> _What to do_:
An exact reproduction of all the entries is the expected answer.

══ Extracted information

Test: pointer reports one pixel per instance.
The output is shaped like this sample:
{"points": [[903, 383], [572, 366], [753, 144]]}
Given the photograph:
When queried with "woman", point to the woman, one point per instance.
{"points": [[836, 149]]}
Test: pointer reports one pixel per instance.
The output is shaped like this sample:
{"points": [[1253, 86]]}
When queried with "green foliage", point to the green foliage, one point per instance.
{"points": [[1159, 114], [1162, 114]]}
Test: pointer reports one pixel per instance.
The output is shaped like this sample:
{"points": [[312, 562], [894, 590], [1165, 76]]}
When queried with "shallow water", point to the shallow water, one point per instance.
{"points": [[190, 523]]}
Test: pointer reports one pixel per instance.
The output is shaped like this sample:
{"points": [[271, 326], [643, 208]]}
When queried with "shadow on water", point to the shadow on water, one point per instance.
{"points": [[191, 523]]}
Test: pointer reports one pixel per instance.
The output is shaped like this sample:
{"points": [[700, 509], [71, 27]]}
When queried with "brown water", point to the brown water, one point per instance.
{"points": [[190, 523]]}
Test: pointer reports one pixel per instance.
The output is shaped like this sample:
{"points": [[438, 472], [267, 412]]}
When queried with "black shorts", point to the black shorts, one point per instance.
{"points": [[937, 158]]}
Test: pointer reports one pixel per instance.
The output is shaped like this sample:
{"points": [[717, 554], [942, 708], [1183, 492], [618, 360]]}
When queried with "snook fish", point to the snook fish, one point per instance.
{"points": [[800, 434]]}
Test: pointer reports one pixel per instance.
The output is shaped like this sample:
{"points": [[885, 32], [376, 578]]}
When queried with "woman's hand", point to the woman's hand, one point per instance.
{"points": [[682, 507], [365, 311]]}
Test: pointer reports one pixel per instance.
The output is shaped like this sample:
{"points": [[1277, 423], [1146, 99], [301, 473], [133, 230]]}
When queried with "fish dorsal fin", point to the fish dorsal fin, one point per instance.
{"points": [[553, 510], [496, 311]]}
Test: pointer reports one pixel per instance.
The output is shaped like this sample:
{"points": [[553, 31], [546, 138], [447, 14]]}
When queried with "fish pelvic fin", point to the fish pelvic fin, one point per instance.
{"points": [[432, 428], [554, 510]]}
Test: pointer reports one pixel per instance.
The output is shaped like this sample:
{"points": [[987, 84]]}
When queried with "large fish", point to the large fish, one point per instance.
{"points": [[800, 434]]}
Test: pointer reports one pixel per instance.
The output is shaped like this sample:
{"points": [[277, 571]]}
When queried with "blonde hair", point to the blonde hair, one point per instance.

════

> _Problem solution_:
Test: pointer reports one pixel per instance.
The output is shaped like this sample:
{"points": [[903, 383], [572, 366], [753, 144]]}
Given the photograph:
When queried with "woman", point to the woman, one point per instance.
{"points": [[836, 149]]}
Test: pointer reports one pixel per instance.
The output is shaped like this sample:
{"points": [[1253, 86]]}
When queried with "green foliage", point to the green foliage, one point per instance.
{"points": [[1159, 114], [1162, 114]]}
Test: pointer reports one pixel per instance.
The output is shaped like this sample:
{"points": [[312, 562], [894, 590], [1165, 76]]}
When queried with "shallow water", point to the shallow water, one point per instance.
{"points": [[190, 523]]}
Test: pointer reports one pixel per instance.
The output is shaped like this sample:
{"points": [[271, 326], [643, 208]]}
When queried with "shadow on water", point to the shadow on water, one point per instance.
{"points": [[191, 523]]}
Test: pointer reports one pixel per instance.
The output is shaped like this sample:
{"points": [[700, 509], [71, 27]]}
When queried with "brown water", point to the brown water, one point per instance.
{"points": [[190, 523]]}
Test: pointer reports one pixel per instance.
The output is shaped like this sample:
{"points": [[438, 472], [267, 412]]}
When queried with "black shorts", point to the black shorts, one point per instance.
{"points": [[937, 158]]}
Test: pointer reports one pixel per instance.
The output is shaped like this sample:
{"points": [[717, 554], [942, 708], [1183, 492], [618, 360]]}
When queried with "snook fish", point to the snook fish, one point per instance.
{"points": [[800, 434]]}
Test: pointer reports one pixel per instance.
The output is shaped like this sample:
{"points": [[885, 32], [376, 578]]}
When queried with "woman's hand", point to the woman's hand, one point per instance.
{"points": [[682, 507], [365, 311]]}
Test: pointer reports one pixel per instance.
The output is shaped like this sample:
{"points": [[1277, 423], [1146, 99], [301, 473], [133, 230]]}
When queried with "fish dorsal fin", point to the fish dorsal fin, one point per instance.
{"points": [[553, 510], [496, 311]]}
Test: pointer reports one pixel per instance.
The output is shaped like this sample:
{"points": [[553, 31], [546, 138], [447, 14]]}
When queried with "fish pelvic fin", point to the fish pelvic fin, one point per instance.
{"points": [[432, 428], [554, 510]]}
Test: pointer reports one pixel per instance.
The output is shaped like this sample:
{"points": [[987, 84]]}
When queried with "large fish", point to the large fish, one point per instance.
{"points": [[800, 434]]}
Test: pointer reports one pixel per instance.
The output is shaped like this sample:
{"points": [[277, 571]]}
When queried with "blonde hair", point to the blonde hair, one point per instance.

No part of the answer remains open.